## Provided records
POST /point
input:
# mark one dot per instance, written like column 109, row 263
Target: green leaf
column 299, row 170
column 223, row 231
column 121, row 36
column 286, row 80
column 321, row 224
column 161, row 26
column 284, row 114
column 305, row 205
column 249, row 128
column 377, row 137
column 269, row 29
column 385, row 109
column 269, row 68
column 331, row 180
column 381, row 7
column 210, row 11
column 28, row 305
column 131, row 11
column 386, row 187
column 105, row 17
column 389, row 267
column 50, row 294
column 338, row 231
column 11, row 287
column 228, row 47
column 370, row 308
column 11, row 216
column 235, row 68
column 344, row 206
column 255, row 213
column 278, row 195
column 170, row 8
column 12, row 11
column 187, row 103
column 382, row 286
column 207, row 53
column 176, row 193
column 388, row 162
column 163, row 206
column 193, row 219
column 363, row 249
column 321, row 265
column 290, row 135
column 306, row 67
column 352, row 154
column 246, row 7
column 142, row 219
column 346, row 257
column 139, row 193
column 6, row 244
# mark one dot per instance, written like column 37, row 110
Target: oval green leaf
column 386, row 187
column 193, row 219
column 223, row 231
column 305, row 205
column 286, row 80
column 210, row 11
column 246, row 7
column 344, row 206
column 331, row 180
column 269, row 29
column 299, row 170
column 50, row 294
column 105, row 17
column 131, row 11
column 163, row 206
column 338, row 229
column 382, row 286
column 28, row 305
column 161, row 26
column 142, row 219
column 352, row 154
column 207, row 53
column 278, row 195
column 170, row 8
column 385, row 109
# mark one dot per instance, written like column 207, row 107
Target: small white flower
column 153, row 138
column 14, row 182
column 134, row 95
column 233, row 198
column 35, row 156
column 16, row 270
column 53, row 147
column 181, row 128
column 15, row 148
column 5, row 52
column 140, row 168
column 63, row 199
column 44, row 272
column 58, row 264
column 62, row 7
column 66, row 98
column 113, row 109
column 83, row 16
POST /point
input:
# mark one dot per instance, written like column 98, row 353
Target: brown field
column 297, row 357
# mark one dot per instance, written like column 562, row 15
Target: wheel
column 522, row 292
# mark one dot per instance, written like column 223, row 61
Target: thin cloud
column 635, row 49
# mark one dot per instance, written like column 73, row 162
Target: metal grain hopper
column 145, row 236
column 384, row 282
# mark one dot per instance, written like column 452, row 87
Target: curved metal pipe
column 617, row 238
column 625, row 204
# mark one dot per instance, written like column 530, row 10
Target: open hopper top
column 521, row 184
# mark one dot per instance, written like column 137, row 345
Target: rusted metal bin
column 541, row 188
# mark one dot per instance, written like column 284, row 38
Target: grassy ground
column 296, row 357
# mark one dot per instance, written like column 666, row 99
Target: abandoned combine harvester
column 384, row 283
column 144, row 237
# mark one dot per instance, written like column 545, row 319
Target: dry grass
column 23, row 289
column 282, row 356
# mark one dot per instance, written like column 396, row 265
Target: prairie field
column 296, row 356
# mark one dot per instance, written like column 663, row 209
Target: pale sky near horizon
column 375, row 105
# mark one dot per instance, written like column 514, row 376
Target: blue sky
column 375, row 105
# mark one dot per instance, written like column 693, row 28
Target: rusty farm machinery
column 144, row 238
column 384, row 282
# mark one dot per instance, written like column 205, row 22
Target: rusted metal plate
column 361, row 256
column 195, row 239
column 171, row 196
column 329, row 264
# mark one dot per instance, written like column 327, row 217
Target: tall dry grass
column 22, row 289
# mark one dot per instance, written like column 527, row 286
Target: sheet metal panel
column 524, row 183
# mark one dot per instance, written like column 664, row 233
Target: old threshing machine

## Problem
Format the data starting at the line containing "# mark one dot per instance, written like column 223, row" and ending at the line containing "column 541, row 188" as a JSON list of strings, with one string per line and any blank lines left out.

## The response
[
  "# mark one dot per instance, written like column 223, row 61",
  "Target: thin cloud",
  "column 635, row 49",
  "# mark one dot per instance, written like column 73, row 162",
  "Target: metal grain hopper",
  "column 145, row 236",
  "column 384, row 282",
  "# mark one dot per instance, written like column 452, row 87",
  "Target: curved metal pipe",
  "column 617, row 238",
  "column 625, row 204",
  "# mark one dot per instance, written like column 530, row 10",
  "Target: open hopper top",
  "column 521, row 184",
  "# mark one dot per instance, written like column 137, row 345",
  "Target: rusted metal bin",
  "column 541, row 188"
]